→ Your instructions:
In the wearable device patent page, which part forms the device's antenna structure?
[START Text to read]
US20150188217A1

US20150188217A1 - Wearable device with antenna structure

Info

Publication number: US20150188217A1
Application number: US14/229,117
Authority: US
Inventors: Chin-Lung Tsai; Kuo-Cheng Chen; Men-Hsueh TSAI
Original assignee: Quanta Computer Inc
Current assignee: Quanta Computer Inc
Priority date: 2013-12-27
Filing date: 2014-03-28
Publication date: 2015-07-02
Also published as: CN104752834A; TW201526594A

Abstract

A wearable device includes a metal body, a nonconductive partition, and a metal loop. The metal body substantially has a hollow structure. The nonconductive partition is disposed on the metal body. The metal loop is disposed on the nonconductive partition. The metal loop has a feeding point and forms an antenna structure of the wearable device.

Description

CROSS REFERENCE TO RELATED APPLICATIONS

This Application claims priority of Taiwan Patent Application No. 102148607 filed on Dec. 27, 2013, the entirety of which is incorporated by reference herein.

BACKGROUND OF THE INVENTION

1. Field of the Invention
The disclosure generally relates to a wearable device, and more particularly, to a wearable device and an antenna structure therein.
2. Description of the Related Art
With the progress of mobile communication technology, portable electronic devices, for example, portable computers, mobile phones, tablet computer, multimedia players, and other hybrid functional mobile devices, have become more common To satisfy the demand of users, portable electronic devices usually can perform wireless communication functions. Some functions cover a large wireless communication area; for example, mobile phones using 2G, 3G, and LTE (Long Term Evolution) systems and using frequency bands of 700 MHz, 850 MHz, 900 MHz, 1800 MHz, 1900 MHz, 2100 MHz, 2300 MHz, and 2500 MHz. Some functions cover a small wireless communication area; for example, mobile phones using Wi-Fi, Bluetooth, and WiMAX (Worldwide Interoperability for Microwave Access) systems and using frequency bands of 2.4 GHz, 3.5 GHz, 5.2 GHz, and 5.8 GHz.
According to some research reports, researchers predict the next generation of mobile devices will be “wearable devices”. For example, wireless communication may be applied to watches, glasses, and even clothes in the future. However, watches, for example, do not have a large enough space to accommodate antennas for wireless communication. Accordingly, this is a critical challenge for antenna designers.
[END Text to read]
[START Given data]
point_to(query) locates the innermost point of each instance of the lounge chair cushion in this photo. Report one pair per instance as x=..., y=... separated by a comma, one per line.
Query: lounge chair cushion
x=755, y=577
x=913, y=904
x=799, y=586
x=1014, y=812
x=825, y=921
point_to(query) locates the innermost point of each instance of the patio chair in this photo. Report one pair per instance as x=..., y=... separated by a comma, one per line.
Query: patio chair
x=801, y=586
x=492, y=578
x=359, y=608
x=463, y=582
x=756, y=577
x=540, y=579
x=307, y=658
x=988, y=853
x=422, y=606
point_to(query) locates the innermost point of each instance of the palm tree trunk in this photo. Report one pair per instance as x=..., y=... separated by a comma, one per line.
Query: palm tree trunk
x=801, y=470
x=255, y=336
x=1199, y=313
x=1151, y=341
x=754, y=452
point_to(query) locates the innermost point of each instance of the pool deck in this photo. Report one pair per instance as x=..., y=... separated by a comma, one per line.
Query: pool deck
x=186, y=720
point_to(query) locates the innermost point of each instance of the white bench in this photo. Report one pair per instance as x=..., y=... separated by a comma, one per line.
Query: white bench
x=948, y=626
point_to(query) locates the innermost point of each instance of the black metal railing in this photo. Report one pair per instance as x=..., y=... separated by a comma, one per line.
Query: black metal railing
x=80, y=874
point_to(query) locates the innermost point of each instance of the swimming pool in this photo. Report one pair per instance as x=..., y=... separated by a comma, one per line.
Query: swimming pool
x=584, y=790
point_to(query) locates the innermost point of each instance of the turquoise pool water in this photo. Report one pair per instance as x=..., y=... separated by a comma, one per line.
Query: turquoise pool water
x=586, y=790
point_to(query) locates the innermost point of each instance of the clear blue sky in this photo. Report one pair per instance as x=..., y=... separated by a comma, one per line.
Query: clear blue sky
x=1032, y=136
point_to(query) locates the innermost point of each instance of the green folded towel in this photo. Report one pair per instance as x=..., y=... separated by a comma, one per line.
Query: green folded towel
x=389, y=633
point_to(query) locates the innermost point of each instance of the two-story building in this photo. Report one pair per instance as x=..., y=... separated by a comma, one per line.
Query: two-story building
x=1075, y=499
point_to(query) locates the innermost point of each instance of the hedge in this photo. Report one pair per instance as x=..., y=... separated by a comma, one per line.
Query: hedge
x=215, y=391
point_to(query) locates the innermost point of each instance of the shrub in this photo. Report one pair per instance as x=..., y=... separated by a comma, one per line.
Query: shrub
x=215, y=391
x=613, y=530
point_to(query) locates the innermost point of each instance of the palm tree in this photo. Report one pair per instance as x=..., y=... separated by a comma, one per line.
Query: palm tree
[END Given data]
→ Task response:
The metal loop, which is disposed on the nonconductive partition and has a feeding point.